Your instructions:
Among the records below, the line containing "# indicate every" marks the start. Output it and all lines after it exactly.

[Data for review Boundary: Start]

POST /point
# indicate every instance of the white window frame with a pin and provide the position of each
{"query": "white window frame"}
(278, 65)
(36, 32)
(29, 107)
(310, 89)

[Data for review Boundary: End]

Result of this exercise:
# indicate every instance of the white window frame with a pin and provide the position of each
{"query": "white window frame"}
(278, 65)
(36, 32)
(29, 107)
(310, 89)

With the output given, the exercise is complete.